SOURCE DOCUMENT
****************************************

Types of Microbiome Study Design
A few common study designs are generally leveraged to address a number of different aims, with a strong emphasis on including enough samples to provide sufficient statistical power to generate a confidence in the results and data interpretation.
A typical class comparison study aims to identify the microbial taxa that change abundance in samples representing two or more groups, such as different treatments, locations, or time-points. For example, a class comparison study aim may be to identify the microbial taxa that are more or less abundant in the stomachs of patients treated with a drug. Samples are chosen that representing groups with and without treatment and the microbial profiles are analyzed for taxa that change in response to treatment.
Class prediction studies aim to assign an unknown sample into two or more classes based on their microbial community profiles. For example, the microbial profile of samples from fecal contaminated water can be compared to the microbial profiles of samples from local cow, avian, and human sewage to determine the source. Class prediction is also useful in the development of microbial diagnostic or prognostic signatures of disease.
Class discovery studies aim to uncover subsets of samples with distinct microbial profiles that may indicate a change in an environmental or human factor. For example, the aim of a class discovery study may be to identify a subgroup of gastrointestinal disease patients with a different underlying etiology. Another example is the assessment of multiple agricultural fields to identify microbial diversity impacting crop yield. Class discovery studies also include those that aim to identify a core set of microbes present across multiple groups.

****************************************

PROVIDED DATA
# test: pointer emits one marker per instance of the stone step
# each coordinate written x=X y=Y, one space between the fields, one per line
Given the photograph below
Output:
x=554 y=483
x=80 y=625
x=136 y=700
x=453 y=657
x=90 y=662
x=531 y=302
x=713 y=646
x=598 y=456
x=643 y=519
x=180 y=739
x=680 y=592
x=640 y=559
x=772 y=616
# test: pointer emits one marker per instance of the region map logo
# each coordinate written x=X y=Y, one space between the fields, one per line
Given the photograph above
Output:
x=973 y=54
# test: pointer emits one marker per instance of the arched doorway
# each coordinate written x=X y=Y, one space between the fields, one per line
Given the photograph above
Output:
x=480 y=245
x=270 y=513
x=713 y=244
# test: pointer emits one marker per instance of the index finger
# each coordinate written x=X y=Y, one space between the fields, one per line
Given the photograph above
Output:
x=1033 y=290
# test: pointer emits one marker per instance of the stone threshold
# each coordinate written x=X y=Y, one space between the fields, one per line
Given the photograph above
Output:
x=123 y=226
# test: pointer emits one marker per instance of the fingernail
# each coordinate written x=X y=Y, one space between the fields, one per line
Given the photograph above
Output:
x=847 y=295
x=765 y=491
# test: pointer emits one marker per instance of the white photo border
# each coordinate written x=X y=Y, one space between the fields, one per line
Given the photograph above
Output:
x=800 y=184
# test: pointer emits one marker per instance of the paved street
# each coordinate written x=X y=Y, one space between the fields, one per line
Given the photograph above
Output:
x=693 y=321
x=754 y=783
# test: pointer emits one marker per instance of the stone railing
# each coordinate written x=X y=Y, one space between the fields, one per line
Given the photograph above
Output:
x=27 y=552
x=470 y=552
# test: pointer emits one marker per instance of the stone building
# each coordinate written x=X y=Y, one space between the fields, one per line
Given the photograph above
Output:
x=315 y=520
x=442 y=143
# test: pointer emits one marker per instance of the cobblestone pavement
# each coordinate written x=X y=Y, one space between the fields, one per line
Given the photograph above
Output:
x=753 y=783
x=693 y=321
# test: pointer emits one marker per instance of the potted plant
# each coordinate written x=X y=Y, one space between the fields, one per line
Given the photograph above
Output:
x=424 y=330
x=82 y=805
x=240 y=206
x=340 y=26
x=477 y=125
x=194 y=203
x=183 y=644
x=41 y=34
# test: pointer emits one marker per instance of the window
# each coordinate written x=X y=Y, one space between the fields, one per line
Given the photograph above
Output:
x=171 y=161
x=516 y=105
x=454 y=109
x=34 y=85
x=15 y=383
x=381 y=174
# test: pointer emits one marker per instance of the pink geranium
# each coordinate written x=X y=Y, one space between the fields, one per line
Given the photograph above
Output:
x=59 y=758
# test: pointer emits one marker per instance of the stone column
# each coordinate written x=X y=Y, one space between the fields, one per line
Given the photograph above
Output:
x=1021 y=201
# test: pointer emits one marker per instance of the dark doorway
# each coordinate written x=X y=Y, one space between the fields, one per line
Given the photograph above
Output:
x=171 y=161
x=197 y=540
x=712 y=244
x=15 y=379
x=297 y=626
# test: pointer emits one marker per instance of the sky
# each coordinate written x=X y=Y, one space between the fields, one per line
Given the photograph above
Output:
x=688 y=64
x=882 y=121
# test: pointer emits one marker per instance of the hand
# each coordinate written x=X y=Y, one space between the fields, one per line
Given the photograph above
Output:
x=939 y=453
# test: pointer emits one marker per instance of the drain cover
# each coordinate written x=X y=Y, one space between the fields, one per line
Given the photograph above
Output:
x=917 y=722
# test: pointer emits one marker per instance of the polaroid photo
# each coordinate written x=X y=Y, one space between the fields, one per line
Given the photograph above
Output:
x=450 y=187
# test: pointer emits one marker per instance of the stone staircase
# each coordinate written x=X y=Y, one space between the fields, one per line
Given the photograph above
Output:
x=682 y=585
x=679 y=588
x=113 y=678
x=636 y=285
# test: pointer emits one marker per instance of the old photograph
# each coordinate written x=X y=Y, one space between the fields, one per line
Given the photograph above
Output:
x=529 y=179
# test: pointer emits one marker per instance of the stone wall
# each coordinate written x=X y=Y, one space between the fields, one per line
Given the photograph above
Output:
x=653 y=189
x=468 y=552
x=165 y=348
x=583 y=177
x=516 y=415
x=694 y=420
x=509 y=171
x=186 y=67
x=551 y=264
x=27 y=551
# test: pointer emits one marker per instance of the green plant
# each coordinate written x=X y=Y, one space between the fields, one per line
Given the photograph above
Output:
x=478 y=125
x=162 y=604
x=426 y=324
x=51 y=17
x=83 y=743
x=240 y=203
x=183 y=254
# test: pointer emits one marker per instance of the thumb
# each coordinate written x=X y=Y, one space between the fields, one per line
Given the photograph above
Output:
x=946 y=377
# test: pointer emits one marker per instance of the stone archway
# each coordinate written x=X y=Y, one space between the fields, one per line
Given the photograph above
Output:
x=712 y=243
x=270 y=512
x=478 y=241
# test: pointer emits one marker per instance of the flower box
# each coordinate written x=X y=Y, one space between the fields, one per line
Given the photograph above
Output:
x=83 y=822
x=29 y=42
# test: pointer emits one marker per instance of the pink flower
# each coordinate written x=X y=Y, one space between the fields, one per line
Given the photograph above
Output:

****************************************

TASKS TO CARRY OUT
- 1) Based on the text on microbiome study designs, does each statement agree with it? Answer yes or no for each, and quote the words from the text that decide it.
(a) Class prediction studies can help in developing diagnostic signatures of disease.
(b) Class comparison studies aim to assign an unknown sample to one of several classes.
(c) Studies that look for a core set of microbes present across multiple groups count as class discovery studies.
- 2) Extend the text on microbiome study designs, picking up after its final sentence.

ANSWERS
- 1)
(a) Yes: "Class prediction is also useful in the development of microbial diagnostic or prognostic signatures of disease."
(b) No: "A typical class comparison study aims to identify the microbial taxa that change abundance in samples representing two or more groups"
(c) Yes: "Class discovery studies also include those that aim to identify a core set of microbes present across multiple groups."

- 2)
Statistical Power for Microbiome Study
Factors that affect power and sample size calculations include biological variability in the sample set, the magnitude of the microbial differences, and the statistical significance criterion used in the test. Classically, a large enough study size allows rejection of the starting assumption that measurements between sample groups are identical. In general, the smaller the size of the effect (i.e., the measurement of a difference) and the greater the variability within a group or type of specimen, the larger the specimen number required to adequately power the study. Substantial biological variability exists in most microbial systems, including human and animal sources, biological digestion and other systems. With this many data points, some similarities and differences between specimens will occur due to chance. Therefore, for a study to be adequately powered, a large enough sample number is needed to obviate the effects due to chance, overcome the inherent biological diversity, and reveal the true changes, similarities, and differences that are characteristic of the different types of specimens.
As a starting point, a minimum of five biological replicates per group should be analyzed to identify an emerging trend. Preliminary or pilot data generated using five specimens per study group frequently indicate more sources of variability within a group than anticipated. As more samples are added, variability is overtaken by microbial population characteristics and statistical significance is achieved. Utilizing preliminary data from a pilot study often provides valuable information regarding the variability that will influence data and results interpretation, this in turn is used to carry out power analysis to inform the larger study. The rule of thumb is that more specimens generally provide more power.
It can be tempting to consider pooling specimens to reduce experimental costs, compensate for insufficient sample material, or to reduce sample variation. However, sample pooling results in the loss of low biomass information that may be especially important to studies that make inferences about a microbial population. Whenever possible investigators should use non-pooled specimens.
Technical replication allows for processing and measurement variability to be estimated. In general, technical replicate analysis is unnecessary when microbial analysis is conducted in a laboratory compliant with Good Laboratory Practices and Quality Management Systems running quality control and quality assurance programs.